◆ To do: Copy word for word each line from the one that has "Which region of the photo contains the overcast" to the last line of the records, with no other lines.

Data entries
========

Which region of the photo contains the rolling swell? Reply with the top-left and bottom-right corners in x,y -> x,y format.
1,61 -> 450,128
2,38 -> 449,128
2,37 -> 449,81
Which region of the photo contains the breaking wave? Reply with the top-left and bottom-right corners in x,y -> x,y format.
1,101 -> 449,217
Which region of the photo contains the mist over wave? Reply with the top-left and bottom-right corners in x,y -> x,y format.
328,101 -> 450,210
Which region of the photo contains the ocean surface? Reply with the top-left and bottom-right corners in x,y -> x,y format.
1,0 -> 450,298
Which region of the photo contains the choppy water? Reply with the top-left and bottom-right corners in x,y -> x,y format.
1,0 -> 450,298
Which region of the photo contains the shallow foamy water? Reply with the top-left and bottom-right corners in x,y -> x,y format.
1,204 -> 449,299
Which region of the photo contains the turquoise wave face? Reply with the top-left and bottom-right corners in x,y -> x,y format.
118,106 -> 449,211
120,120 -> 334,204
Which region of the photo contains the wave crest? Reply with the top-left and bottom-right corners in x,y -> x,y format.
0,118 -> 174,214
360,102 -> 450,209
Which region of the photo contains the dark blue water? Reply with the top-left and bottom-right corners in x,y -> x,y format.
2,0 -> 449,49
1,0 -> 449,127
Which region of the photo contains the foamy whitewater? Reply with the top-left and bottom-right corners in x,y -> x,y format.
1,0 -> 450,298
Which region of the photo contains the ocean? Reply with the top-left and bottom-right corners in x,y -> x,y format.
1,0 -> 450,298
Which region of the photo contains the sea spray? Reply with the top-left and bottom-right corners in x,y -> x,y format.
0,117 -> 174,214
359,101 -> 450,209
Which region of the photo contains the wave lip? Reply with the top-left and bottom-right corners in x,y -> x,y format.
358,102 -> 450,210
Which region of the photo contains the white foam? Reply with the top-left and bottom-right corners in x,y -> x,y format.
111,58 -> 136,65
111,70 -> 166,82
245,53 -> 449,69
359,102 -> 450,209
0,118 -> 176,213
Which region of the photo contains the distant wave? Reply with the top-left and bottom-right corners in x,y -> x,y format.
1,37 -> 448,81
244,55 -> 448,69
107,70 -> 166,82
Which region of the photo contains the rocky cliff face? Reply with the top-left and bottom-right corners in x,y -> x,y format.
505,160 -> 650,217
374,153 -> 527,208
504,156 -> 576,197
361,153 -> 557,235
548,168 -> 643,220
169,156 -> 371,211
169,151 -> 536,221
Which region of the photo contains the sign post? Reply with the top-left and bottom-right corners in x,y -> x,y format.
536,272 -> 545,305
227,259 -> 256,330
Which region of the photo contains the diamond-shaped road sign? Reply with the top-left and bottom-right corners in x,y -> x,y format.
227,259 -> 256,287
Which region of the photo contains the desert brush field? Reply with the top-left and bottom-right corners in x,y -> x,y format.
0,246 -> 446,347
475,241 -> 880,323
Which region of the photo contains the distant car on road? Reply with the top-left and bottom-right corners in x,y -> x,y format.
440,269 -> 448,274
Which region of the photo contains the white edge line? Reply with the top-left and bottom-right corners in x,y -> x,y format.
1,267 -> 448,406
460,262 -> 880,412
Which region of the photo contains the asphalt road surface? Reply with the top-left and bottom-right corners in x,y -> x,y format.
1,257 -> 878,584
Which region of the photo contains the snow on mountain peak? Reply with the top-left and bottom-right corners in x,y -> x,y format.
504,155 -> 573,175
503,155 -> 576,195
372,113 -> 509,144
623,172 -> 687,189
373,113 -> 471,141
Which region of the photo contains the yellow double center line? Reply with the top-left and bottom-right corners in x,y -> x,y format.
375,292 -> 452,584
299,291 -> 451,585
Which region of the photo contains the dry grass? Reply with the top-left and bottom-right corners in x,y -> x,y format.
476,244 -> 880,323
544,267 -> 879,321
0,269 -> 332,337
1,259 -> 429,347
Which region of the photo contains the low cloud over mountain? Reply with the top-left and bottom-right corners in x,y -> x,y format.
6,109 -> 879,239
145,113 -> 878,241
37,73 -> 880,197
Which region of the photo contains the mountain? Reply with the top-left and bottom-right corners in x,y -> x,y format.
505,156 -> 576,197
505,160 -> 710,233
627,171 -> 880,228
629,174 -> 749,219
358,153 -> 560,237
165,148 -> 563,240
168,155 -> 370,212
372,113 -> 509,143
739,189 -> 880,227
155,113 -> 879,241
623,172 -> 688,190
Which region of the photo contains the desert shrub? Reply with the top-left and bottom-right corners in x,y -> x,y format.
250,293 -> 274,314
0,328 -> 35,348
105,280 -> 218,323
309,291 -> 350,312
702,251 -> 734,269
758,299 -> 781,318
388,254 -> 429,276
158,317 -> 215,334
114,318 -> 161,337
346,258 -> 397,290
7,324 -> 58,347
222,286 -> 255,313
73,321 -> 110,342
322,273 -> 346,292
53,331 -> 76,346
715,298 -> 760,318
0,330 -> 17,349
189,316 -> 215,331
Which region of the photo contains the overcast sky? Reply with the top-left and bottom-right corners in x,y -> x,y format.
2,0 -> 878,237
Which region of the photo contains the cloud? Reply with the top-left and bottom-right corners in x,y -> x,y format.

========

◆ Solution to the exercise:
Which region of the photo contains the overcast sky? Reply with the top-left and bottom-right corners in x,y -> x,y format.
2,0 -> 878,237
Which region of the photo contains the cloud? Reply with the top-left and bottom-right corners in x,y -> x,y format.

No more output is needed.